■ **RECORDS TO USE**

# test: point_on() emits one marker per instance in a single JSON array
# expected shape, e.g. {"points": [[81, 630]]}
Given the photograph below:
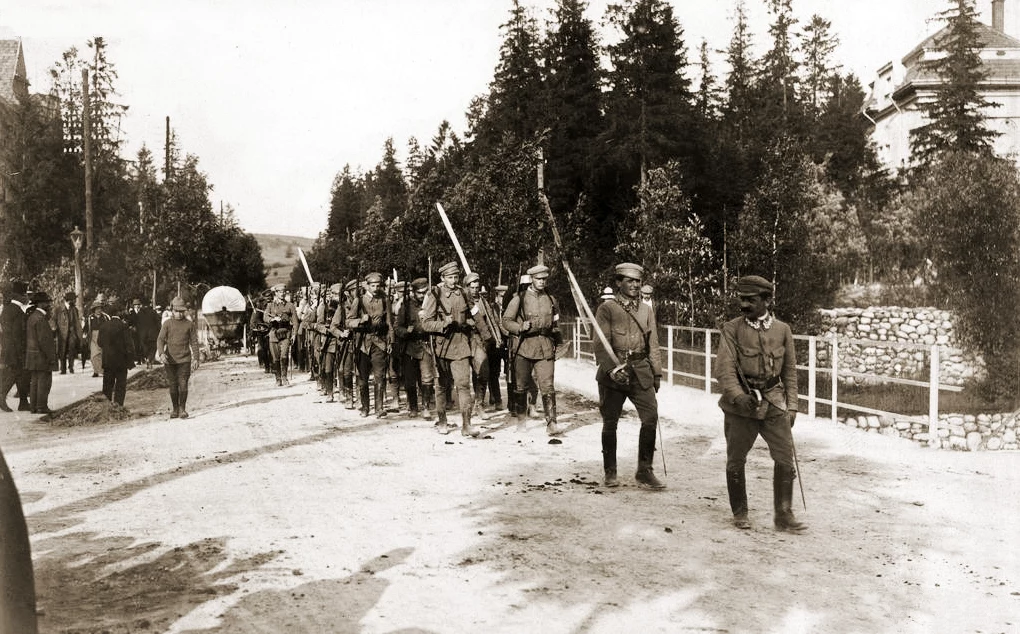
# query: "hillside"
{"points": [[279, 253]]}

■ **WHAT TO DO**
Arrange every line of the items above as a JSON list of strings, one string per line, with blank lines left out. Leave the pictures out of your answer.

■ **SOLUTION**
[
  "# test: point_on() emits one marker per instance in a single JSON array",
  "# expected shape, e.g. {\"points\": [[81, 630]]}",
  "Given the photograph below:",
  "# query: \"hillside\"",
  "{\"points\": [[279, 253]]}"
]